> **Material provided**:

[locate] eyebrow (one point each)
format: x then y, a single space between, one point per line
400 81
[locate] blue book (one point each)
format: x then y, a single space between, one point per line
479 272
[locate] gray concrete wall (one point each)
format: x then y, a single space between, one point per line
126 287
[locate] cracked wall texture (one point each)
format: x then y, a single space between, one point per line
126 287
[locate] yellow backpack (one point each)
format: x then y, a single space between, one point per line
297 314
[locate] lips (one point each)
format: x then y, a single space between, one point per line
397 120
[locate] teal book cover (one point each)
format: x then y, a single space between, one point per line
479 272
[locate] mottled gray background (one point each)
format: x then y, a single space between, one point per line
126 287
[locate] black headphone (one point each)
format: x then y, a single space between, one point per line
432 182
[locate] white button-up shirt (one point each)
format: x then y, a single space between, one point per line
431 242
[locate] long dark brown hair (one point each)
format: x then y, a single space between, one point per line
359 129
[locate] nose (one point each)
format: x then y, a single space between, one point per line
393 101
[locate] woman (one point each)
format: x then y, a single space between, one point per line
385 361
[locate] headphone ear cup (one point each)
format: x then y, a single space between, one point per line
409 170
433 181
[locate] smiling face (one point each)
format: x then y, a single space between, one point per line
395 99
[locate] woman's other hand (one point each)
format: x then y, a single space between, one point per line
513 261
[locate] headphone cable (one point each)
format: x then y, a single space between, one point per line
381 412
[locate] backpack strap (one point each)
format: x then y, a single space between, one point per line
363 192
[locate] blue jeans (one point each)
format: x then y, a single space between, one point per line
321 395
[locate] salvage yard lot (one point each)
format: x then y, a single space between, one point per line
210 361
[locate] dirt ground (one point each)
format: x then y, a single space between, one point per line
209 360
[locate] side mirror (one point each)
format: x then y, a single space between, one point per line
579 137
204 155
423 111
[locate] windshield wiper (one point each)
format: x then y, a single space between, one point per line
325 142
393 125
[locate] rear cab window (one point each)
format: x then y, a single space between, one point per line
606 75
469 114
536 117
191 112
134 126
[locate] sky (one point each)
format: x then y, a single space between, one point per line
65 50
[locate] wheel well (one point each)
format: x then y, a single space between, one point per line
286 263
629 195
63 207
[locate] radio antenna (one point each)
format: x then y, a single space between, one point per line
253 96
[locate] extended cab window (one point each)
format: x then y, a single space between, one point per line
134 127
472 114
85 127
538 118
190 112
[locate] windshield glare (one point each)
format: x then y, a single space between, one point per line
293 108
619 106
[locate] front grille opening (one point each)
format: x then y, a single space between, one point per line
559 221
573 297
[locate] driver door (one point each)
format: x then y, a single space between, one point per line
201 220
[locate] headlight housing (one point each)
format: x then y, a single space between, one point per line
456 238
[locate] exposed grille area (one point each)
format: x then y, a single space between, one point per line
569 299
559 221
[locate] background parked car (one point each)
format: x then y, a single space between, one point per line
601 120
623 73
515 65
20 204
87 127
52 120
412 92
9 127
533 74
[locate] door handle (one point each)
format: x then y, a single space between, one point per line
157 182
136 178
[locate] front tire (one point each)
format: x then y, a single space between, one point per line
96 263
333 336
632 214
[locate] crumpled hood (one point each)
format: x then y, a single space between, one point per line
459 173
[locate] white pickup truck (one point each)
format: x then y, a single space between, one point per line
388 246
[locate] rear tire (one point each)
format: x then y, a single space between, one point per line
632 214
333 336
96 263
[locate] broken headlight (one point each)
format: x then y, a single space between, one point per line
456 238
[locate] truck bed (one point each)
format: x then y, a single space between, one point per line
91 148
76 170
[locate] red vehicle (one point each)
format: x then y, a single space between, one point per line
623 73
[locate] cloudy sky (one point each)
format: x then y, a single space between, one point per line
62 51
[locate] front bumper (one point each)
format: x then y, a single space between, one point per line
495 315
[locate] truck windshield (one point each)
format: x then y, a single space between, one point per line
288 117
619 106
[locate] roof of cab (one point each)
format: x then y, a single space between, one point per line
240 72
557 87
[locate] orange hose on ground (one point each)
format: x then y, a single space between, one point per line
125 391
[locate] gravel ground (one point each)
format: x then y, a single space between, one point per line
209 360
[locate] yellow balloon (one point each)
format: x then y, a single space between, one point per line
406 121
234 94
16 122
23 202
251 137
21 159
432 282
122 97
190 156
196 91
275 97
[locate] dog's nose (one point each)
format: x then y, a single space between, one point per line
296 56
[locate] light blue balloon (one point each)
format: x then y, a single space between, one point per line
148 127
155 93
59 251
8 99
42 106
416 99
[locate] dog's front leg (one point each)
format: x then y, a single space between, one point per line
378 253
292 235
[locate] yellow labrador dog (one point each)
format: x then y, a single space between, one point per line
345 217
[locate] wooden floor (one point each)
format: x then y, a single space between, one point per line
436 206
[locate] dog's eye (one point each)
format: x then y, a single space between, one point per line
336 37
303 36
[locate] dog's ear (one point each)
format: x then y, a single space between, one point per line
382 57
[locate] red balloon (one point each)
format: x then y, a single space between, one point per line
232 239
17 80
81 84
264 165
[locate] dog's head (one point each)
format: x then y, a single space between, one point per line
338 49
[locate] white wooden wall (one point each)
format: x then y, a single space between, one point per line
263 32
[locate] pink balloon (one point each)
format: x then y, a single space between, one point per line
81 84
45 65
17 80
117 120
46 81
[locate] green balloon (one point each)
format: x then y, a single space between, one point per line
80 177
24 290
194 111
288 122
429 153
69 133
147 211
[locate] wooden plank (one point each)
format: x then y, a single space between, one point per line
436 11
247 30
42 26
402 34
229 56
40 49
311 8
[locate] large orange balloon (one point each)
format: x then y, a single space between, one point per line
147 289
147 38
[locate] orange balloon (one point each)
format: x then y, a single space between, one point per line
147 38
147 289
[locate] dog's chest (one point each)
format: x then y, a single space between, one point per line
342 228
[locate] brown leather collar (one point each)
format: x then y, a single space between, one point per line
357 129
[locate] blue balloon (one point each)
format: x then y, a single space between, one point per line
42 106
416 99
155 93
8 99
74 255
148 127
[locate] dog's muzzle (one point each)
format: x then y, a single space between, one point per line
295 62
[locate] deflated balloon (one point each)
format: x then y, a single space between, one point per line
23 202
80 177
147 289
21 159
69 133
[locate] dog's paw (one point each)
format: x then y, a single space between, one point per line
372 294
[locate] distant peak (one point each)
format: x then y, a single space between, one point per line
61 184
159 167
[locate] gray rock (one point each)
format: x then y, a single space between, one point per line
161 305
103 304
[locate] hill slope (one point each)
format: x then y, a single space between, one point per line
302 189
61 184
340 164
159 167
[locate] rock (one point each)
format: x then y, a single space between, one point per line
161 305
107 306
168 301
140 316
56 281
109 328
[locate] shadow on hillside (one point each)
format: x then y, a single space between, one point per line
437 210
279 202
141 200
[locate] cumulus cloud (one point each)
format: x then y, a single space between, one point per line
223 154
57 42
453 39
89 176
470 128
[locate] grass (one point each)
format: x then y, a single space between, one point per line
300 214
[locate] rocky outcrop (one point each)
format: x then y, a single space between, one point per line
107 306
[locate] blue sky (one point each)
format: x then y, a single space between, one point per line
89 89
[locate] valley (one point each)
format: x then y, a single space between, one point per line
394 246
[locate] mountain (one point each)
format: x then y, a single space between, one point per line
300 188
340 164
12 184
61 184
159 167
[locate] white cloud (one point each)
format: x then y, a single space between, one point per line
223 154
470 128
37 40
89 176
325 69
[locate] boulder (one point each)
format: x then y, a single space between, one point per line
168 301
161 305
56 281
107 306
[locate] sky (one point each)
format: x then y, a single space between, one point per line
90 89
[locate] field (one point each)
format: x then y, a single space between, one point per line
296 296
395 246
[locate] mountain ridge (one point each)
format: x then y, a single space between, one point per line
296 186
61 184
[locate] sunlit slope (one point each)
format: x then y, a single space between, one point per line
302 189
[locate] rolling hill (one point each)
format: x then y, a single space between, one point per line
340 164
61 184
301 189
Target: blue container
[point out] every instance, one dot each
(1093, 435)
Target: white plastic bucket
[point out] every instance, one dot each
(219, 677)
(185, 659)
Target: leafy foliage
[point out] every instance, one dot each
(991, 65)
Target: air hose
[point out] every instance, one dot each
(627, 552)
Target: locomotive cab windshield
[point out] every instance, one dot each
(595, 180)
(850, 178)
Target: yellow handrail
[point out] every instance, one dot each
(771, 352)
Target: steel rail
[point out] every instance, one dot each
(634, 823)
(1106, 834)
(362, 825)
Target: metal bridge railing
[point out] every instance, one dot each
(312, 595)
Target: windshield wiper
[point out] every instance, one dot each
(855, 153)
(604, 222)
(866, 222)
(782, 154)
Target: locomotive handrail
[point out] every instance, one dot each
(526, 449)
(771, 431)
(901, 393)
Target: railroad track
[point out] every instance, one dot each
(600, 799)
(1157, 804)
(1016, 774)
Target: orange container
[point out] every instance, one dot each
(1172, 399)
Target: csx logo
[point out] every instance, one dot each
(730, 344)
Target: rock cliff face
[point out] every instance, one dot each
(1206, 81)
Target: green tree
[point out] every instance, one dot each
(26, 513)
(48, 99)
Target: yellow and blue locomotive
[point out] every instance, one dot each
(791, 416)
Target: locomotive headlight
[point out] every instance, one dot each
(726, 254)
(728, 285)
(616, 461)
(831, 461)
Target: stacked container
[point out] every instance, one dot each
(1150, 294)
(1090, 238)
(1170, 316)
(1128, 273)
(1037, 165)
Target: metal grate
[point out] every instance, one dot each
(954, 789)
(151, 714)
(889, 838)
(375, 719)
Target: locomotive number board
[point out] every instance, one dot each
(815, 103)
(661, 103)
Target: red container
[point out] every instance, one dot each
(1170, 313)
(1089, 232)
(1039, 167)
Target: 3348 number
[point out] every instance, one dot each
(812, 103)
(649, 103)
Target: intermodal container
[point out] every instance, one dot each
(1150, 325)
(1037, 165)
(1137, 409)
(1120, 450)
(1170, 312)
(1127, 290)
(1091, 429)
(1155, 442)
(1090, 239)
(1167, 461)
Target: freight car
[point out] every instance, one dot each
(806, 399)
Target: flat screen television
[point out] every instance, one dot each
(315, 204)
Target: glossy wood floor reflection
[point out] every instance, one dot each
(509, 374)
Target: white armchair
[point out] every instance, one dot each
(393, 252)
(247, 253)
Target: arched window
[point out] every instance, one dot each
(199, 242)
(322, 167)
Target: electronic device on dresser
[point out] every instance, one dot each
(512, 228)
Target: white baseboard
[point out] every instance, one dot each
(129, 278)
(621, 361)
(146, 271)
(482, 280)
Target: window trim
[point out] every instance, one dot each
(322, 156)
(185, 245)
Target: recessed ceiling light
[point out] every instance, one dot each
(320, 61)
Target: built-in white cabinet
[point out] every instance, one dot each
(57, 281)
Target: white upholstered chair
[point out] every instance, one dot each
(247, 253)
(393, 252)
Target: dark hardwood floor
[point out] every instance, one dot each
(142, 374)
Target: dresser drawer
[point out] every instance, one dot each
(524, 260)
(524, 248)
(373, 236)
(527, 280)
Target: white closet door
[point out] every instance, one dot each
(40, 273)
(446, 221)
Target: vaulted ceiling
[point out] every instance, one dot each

> **Exercise details**:
Using the listing above, locate the lines that hold "white" and copy each one.

> **Completed exercise**:
[locate] white button-up shirt (one point each)
[locate] white pickup truck (one point each)
[locate] white wooden wall (one point each)
[locate] white cloud (one point each)
Target: white plastic bucket
Target: white armchair
Target: white baseboard
Target: built-in white cabinet
Target: white upholstered chair
Target: white closet door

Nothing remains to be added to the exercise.